### Instruction a:
In the records below, reproduce the lines from the one containing "Place one point per instance of the polished" through the end of the records, both ends included, with their requests, and leave out the picture. Multiply each coordinate in the answers by 0.35 and round to whole numbers, with halves rounded up.

Memphis Memorial Park v. Commissioner

1933 BTA LEXIS 1054 | B.T.A. | 1933

Lead Opinion

*1041OPINION.

Goodrich:

Petitioner’s first issue is enlarged upon brief to provide alternative contentions; first, that 25 per centum of the amounts received upon all contracts for sale of lots should be regarded as received upon trust to meet the cost of future construction of improvements, and hence be eliminated from gross income; or, second, that the estimated cost of contemplated improvements should be included as a part of the cost of the property to be used in computing gain upon sales of plots as made. There is ample authority for the proposition that moneys received upon trust are to be excluded from gross income; Los Angeles Cemetery Assn., 2 B.T.A. 495; Greenwood Cemetery Assn., 2 B.T.A. 910; Springdale Cemetery Assn., 3 B.T.A. 223; Metairie Cemetery Assn., 4 B.T.A. 903; Troost Avenue Cemetery Assn., 4 B.T.A. 1169; Inglewood Park Cemetery Assn., 6 B.T.A. 386; Evergreen Cemetery Assn. of Chicago, 21 B.T.A. 1194; Acacia Park Cemetery Assn., Inc., 27 B.T.A. 233; Portland Cremation Assn. v. Commissioner, 31 Fed. (2d) 843; but the question here is whether a portion of the selling price of petitioner’s lots was so received.

Likewise, it has been recognized that the estimated expenditures for improvements which the vendor is bound to make may be included as a part of the cost of the property; Milton A. Mackay, 11 B.T.A. 569; Birdneck Realty Corp., 25 B.T.A. 1084; but the question here is whether petitioner was bound to make improvements.

We are of opinion that both petitioner’s claims must be denied. From the onset it must be remembered that petitioner is not seeking to exclude from its income amounts received upon trust to meet the cost of perpetual care, a service which would be to the benefit of the lot owners. A fund for that purpose was established as provided by statute and respondent has eliminated from petitioner’s gross income the proper additions to that fund. Here petitioner seeks to exclude from its income amounts expended, or to be expended, for improvements to its own property. From those improvements it reaped a benefit through increased sales, at increased prices. As a practical matter, it is obvious that some expenditure for improvements was necessary if petitioner was to carry out the purpose for which it was organized — the sale of burial plots — for some rearrangement of unimproved property is necessary, not only to induce purchases of plots therein, but to create the plots to be sold. Such improvements had to be made before petitioner could carry on its business; whether *1042the cost thereof was met from income derived from sales of lots or from capital funds derived from sales of stock, or other means, seems immaterial. Also obvious is the desirability of constructing, as early as possible, permanent improvements beyond those essential to a beginning of operations for the reason that, as the property in general is improved, it becomes easier to make sales, and prices may be increased. This is borne out by the fact that petitioner’s expenditures for permanent improvements during the first five years of its operations were considerably in excess of 25 per centum of its sales, and that as the improvements progressed, the scale of prices increased.

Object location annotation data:

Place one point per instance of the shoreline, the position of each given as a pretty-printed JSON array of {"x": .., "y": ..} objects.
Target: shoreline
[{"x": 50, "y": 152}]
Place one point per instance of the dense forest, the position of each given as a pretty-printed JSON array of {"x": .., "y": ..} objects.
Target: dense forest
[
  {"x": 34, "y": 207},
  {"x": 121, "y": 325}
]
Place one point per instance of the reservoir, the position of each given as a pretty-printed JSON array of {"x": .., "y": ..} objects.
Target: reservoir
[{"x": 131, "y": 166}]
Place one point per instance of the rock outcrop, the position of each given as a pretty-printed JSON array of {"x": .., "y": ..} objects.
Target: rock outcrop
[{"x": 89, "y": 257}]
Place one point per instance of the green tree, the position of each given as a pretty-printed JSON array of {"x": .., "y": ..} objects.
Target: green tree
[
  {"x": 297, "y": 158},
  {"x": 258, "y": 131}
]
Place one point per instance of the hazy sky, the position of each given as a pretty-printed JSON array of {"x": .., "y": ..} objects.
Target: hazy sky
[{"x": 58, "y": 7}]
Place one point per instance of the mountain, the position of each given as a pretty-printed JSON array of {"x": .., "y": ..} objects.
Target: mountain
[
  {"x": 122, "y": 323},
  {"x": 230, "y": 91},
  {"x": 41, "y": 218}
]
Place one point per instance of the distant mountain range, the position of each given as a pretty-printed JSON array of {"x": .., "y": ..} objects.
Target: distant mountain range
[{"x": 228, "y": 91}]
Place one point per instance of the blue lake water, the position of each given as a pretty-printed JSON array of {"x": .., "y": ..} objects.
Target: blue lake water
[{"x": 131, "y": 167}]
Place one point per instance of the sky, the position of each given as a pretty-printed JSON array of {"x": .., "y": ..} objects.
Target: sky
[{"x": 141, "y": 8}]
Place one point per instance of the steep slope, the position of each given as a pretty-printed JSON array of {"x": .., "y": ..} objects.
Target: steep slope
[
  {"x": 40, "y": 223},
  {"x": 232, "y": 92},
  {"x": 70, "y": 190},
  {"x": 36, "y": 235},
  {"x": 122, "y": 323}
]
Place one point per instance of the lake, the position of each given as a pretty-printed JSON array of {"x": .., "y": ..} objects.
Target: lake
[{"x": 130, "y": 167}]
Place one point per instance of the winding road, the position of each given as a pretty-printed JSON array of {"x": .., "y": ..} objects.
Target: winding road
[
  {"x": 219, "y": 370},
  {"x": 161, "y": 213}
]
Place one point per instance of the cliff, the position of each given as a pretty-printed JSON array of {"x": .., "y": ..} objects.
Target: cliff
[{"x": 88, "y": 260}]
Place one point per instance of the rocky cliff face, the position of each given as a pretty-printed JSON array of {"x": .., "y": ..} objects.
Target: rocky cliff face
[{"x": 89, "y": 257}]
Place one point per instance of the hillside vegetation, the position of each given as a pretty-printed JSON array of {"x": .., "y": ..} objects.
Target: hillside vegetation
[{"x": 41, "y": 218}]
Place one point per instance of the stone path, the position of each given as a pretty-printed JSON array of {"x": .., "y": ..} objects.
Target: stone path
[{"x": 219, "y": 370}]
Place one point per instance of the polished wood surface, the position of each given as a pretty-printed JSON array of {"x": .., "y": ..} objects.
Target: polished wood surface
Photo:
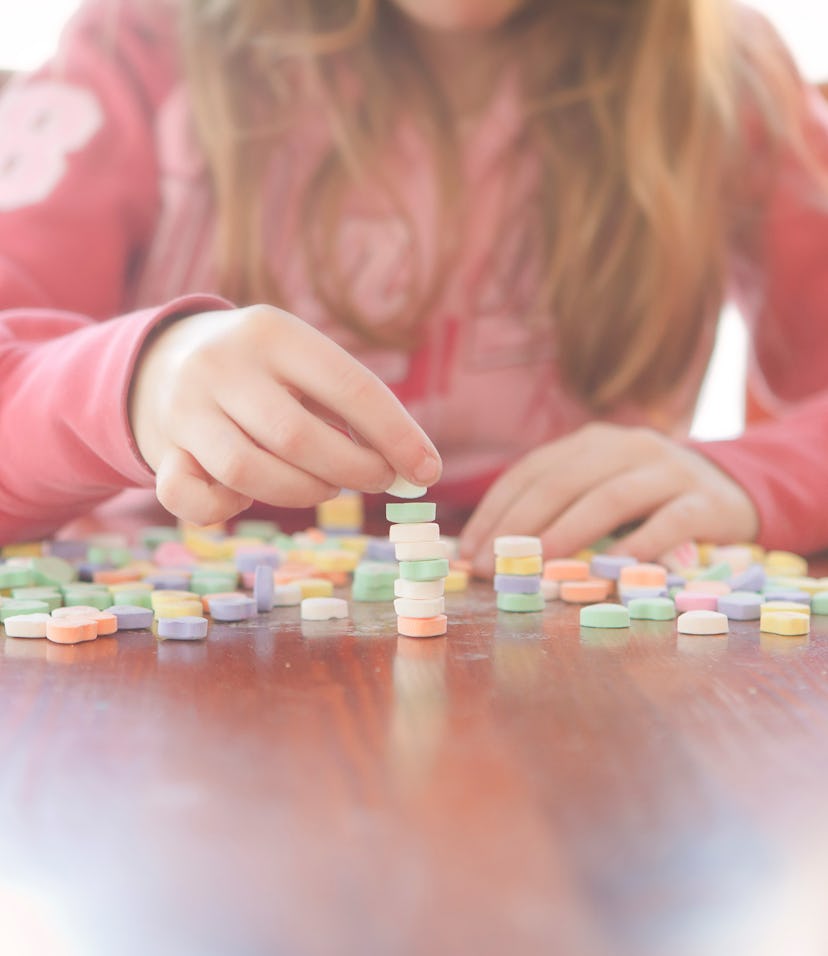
[{"x": 521, "y": 786}]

### Instruction b:
Answer these about the Memphis Memorial Park opinion:
(i) What percentage of the amounts received on lot sale contracts does the petitioner say should be treated as received upon trust?
(ii) Whose name stands at the head of the opinion?
(iii) What service was the fund established by statute meant to cover?

### Task result a:
Place one point per instance of the polished wood surface, the position of each given as a pretty-printed JSON array of {"x": .., "y": ..} objects.
Target: polished wood surface
Photo:
[{"x": 182, "y": 275}]

### Task result b:
(i) 25 per centum.
(ii) Goodrich.
(iii) Perpetual care.